■ What this task involves
Copy every line of the data below that contains the word "building", matching case exactly.

■ Data to process
===
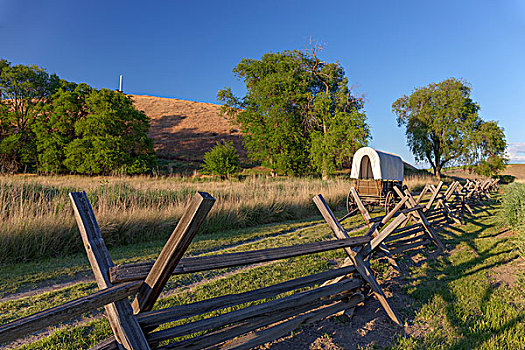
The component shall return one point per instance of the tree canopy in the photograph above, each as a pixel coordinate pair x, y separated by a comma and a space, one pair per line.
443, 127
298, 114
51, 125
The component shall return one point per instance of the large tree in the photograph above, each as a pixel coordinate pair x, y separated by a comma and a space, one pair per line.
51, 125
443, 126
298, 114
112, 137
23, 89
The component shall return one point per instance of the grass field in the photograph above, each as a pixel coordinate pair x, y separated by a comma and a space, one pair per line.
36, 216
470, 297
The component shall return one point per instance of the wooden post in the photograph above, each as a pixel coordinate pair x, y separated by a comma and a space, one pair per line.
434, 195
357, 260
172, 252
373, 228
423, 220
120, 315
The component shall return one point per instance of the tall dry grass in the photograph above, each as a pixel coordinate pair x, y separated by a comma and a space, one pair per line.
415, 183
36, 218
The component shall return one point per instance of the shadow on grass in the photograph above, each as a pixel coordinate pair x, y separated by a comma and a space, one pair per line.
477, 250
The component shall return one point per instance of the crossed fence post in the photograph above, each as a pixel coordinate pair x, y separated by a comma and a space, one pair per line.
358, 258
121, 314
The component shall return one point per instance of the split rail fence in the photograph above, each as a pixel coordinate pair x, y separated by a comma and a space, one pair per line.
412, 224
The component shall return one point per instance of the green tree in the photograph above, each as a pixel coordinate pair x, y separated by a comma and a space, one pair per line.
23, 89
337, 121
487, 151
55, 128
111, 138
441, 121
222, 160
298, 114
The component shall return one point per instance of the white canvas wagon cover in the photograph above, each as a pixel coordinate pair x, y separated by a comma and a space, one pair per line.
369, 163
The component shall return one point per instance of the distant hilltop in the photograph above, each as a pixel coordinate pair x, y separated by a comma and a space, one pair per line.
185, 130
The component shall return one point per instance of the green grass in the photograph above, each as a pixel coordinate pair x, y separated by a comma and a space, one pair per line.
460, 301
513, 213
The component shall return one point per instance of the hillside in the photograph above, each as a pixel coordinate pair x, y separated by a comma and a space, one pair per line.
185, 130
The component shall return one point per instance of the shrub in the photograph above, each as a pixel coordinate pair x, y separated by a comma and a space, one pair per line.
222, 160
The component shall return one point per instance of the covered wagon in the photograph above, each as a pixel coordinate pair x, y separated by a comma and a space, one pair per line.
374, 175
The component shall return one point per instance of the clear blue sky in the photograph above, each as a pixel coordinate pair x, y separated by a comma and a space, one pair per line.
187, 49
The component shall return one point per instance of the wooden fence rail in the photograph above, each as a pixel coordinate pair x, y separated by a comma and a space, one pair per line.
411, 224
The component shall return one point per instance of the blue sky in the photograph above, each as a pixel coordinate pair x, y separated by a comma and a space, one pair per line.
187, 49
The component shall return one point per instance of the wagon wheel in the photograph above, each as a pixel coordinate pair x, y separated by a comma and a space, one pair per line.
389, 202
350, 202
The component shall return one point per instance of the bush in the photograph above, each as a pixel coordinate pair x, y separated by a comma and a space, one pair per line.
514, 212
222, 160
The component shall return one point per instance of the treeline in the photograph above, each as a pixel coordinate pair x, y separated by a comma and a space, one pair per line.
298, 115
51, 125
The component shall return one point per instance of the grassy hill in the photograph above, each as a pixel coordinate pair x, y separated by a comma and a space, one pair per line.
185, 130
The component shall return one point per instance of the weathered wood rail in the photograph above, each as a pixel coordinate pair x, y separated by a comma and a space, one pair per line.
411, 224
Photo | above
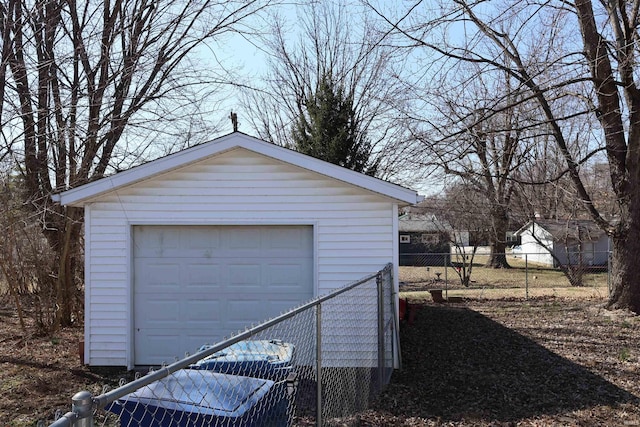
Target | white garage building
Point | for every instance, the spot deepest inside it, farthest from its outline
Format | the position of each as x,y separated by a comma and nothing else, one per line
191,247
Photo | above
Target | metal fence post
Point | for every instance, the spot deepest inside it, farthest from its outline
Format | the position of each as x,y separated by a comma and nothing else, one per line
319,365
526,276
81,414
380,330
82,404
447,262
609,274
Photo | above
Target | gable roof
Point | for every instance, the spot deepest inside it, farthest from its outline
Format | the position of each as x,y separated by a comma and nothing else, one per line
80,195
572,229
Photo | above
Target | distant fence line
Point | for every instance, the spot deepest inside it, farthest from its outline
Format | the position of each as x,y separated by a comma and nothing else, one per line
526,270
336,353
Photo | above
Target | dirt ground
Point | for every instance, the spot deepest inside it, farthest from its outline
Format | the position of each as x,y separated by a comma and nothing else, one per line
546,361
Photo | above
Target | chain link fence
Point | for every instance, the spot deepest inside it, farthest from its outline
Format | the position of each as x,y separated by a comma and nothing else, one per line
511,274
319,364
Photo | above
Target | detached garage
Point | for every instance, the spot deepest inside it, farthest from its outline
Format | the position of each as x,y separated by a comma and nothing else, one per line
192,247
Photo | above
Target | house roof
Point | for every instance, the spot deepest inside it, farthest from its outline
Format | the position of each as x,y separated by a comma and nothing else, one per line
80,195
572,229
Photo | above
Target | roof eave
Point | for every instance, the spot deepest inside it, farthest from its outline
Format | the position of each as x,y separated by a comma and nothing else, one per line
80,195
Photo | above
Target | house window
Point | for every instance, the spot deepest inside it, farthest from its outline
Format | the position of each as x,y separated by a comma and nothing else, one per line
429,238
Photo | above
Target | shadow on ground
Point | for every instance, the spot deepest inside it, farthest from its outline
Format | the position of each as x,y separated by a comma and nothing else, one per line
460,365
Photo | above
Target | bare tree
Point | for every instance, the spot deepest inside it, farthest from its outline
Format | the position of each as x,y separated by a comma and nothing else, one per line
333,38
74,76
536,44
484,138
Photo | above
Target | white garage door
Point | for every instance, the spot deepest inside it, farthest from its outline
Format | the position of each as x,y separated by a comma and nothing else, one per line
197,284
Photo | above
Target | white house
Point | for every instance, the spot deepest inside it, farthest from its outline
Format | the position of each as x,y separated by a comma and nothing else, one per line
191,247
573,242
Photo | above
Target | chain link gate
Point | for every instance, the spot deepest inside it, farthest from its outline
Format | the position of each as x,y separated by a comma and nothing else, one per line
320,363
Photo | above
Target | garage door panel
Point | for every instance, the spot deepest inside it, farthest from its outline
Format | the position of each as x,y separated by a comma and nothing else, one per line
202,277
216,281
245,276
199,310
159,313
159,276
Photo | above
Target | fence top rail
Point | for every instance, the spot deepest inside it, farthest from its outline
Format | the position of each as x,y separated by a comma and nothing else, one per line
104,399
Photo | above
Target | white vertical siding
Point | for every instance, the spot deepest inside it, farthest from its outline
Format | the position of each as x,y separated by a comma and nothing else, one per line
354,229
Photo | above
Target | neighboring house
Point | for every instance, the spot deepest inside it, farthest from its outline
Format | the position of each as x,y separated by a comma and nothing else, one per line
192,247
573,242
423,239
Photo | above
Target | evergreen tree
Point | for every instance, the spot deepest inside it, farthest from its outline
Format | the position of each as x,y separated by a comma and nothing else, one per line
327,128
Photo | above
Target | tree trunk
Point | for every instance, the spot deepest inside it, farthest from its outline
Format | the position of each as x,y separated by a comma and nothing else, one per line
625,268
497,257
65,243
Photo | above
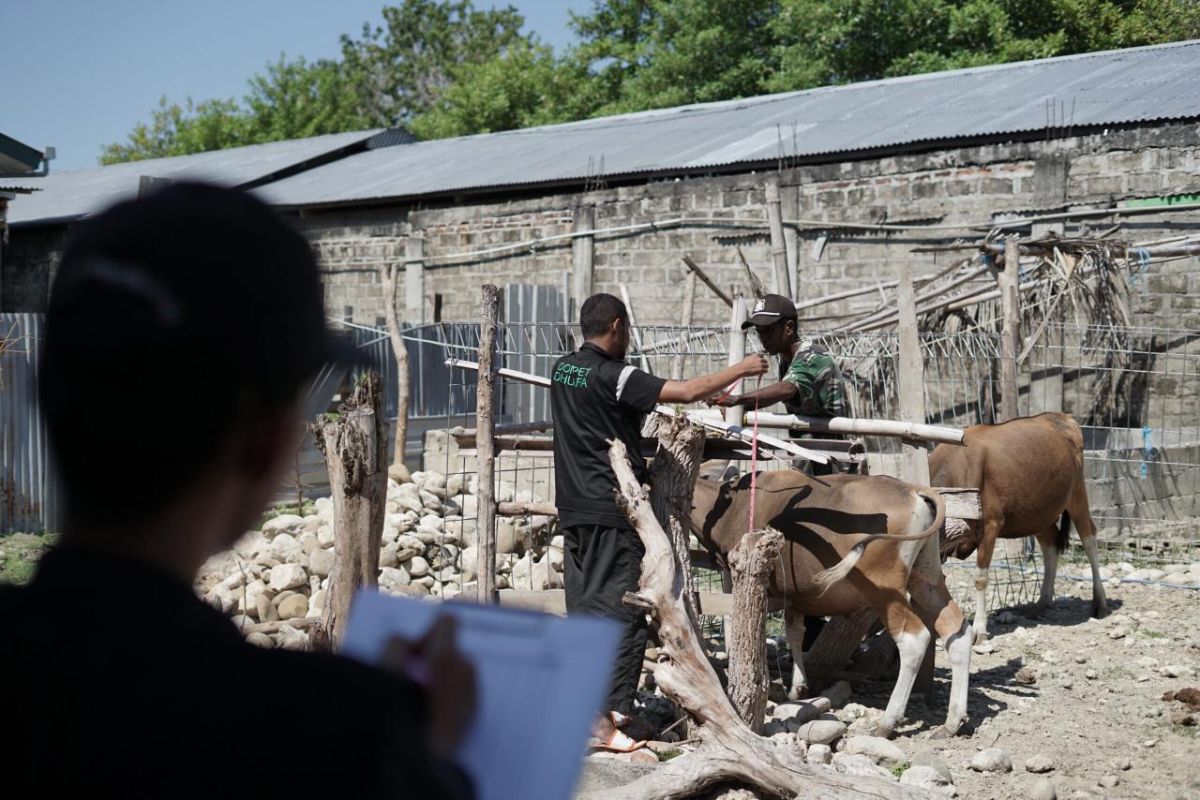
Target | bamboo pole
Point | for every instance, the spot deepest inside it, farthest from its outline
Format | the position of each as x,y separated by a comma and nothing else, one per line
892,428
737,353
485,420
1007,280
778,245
===
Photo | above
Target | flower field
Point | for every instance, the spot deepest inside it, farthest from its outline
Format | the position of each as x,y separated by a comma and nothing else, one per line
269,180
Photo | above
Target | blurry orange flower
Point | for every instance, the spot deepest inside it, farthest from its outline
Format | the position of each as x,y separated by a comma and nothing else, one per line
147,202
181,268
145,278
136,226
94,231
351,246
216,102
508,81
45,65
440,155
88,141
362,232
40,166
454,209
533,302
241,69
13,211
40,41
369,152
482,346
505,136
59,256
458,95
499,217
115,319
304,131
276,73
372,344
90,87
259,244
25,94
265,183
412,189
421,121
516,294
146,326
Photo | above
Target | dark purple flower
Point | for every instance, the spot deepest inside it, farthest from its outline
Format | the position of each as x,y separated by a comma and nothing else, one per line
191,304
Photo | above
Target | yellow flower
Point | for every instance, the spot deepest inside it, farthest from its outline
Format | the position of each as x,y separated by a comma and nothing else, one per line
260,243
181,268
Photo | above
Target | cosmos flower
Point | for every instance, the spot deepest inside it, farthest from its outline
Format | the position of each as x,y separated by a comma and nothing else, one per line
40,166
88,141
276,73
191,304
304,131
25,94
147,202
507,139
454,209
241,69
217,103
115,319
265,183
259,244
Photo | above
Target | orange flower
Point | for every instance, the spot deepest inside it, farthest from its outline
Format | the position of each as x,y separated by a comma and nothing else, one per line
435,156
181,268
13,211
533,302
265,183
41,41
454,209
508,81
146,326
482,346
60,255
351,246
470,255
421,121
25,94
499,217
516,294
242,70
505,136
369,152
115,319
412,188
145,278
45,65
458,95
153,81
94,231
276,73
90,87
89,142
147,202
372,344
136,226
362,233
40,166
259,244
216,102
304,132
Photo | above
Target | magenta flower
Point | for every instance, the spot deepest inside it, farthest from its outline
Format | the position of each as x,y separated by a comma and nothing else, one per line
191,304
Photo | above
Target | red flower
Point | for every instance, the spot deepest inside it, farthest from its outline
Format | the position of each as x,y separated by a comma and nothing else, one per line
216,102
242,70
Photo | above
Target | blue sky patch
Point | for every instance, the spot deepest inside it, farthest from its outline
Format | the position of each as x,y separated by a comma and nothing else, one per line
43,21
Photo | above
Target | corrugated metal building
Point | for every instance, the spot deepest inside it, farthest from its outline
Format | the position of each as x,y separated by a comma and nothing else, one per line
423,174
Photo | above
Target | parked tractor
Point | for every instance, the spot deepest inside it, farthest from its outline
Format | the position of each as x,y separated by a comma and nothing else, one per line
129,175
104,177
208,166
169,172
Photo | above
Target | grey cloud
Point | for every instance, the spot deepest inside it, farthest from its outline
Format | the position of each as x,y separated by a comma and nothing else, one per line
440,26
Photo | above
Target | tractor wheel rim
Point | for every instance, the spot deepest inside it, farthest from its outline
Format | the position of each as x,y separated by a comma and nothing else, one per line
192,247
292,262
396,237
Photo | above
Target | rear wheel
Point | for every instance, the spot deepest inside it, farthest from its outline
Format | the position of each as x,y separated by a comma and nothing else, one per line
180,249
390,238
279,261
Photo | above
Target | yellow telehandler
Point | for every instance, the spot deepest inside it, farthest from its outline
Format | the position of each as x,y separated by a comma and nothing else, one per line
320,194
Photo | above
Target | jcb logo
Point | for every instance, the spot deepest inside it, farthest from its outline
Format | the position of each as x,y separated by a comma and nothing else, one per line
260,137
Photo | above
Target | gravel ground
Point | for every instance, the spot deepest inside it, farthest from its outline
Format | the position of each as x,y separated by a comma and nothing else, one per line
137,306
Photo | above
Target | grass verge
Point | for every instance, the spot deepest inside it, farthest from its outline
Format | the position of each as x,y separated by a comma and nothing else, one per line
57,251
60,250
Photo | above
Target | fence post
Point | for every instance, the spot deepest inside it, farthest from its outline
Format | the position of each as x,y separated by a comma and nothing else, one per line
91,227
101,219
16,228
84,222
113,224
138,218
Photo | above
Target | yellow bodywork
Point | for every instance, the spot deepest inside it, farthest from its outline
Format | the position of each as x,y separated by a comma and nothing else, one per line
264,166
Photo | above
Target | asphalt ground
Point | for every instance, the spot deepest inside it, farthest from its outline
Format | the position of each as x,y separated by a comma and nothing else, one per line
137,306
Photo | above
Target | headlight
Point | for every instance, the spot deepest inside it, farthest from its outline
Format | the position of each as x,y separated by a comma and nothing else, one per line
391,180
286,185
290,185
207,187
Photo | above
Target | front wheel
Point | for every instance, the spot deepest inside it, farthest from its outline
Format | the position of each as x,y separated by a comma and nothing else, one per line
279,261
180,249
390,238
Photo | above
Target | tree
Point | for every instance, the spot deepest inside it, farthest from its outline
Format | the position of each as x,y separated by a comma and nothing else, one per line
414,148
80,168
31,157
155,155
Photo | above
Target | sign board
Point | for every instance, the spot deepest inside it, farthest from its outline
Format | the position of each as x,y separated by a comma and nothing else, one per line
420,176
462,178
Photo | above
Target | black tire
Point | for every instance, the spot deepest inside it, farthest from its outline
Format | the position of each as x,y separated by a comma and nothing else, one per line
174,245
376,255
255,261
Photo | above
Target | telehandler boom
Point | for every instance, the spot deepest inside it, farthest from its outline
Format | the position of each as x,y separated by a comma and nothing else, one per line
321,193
===
■ The solution
Target | white garage building
Target | corrugated metal building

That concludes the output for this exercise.